* _MATERIAL FOR THIS TASK_:
■ ■ ■ ■ ■ ■ ■

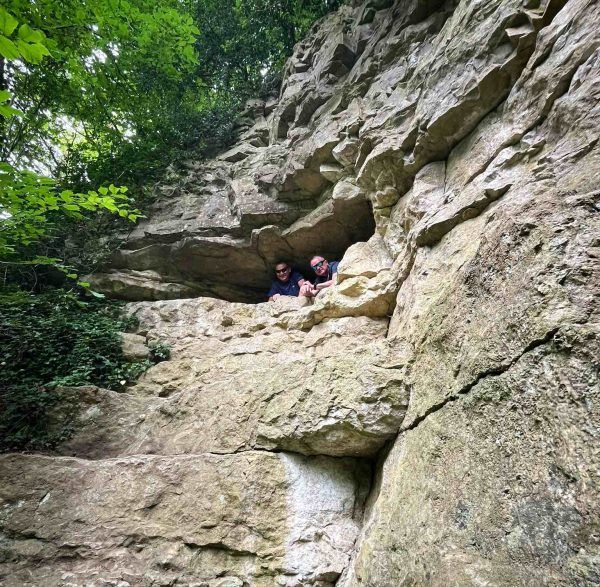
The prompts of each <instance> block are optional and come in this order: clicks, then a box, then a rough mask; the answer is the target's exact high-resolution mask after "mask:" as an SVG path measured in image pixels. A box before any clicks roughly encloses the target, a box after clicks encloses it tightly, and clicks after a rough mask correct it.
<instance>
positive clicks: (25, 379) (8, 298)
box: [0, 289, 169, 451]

■ ■ ■ ■ ■ ■ ■

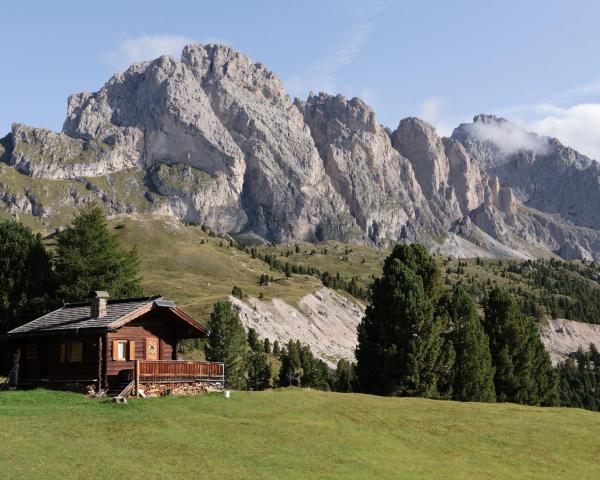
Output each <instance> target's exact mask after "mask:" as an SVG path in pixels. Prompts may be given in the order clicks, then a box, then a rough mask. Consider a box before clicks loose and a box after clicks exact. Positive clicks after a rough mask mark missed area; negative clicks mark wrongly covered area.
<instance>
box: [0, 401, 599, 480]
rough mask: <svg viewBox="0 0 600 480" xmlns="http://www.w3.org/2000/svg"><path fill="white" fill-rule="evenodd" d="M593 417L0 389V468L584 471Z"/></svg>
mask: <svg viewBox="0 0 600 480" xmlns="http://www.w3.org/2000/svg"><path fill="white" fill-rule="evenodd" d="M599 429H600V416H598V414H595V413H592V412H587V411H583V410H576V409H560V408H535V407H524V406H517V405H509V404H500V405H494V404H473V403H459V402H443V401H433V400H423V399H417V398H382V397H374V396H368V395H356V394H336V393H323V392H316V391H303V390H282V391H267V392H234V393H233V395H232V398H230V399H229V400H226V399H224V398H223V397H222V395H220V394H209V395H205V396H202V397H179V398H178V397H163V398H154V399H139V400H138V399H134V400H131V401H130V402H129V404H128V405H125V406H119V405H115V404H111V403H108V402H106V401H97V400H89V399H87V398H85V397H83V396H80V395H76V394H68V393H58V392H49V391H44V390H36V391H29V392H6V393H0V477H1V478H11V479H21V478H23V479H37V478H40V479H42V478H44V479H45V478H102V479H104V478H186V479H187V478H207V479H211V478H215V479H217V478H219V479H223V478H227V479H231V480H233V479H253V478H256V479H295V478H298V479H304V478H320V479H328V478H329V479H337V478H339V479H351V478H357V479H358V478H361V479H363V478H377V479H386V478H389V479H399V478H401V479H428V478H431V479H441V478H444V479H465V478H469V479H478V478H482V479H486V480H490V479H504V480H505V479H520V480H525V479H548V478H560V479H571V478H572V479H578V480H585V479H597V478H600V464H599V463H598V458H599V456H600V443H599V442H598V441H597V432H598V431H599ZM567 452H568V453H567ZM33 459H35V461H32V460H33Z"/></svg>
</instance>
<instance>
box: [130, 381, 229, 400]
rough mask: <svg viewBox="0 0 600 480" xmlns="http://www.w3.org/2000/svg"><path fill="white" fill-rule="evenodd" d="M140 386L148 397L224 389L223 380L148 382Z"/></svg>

■ ■ ■ ■ ■ ■ ■

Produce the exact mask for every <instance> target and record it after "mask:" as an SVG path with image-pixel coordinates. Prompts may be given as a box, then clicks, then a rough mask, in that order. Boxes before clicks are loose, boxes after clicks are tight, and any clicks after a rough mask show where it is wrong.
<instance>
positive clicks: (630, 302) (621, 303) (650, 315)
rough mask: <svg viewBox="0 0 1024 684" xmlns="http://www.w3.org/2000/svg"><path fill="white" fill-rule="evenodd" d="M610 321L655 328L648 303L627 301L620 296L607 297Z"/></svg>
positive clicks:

■ ■ ■ ■ ■ ■ ■

* _EXERCISE BRIEF_:
Format the rows above as a JSON list of strings, one string per line and no blank lines, starting at the line that contains "</instance>" and ending at the line that contains "386L148 397L224 389L223".

* _WRITTEN ANSWER_:
[
  "</instance>",
  "<instance>",
  "box: [130, 381, 229, 400]",
  "rough mask: <svg viewBox=\"0 0 600 480\" xmlns=\"http://www.w3.org/2000/svg\"><path fill=\"white\" fill-rule=\"evenodd\" d=\"M140 386L148 397L224 389L223 380L148 382Z\"/></svg>"
]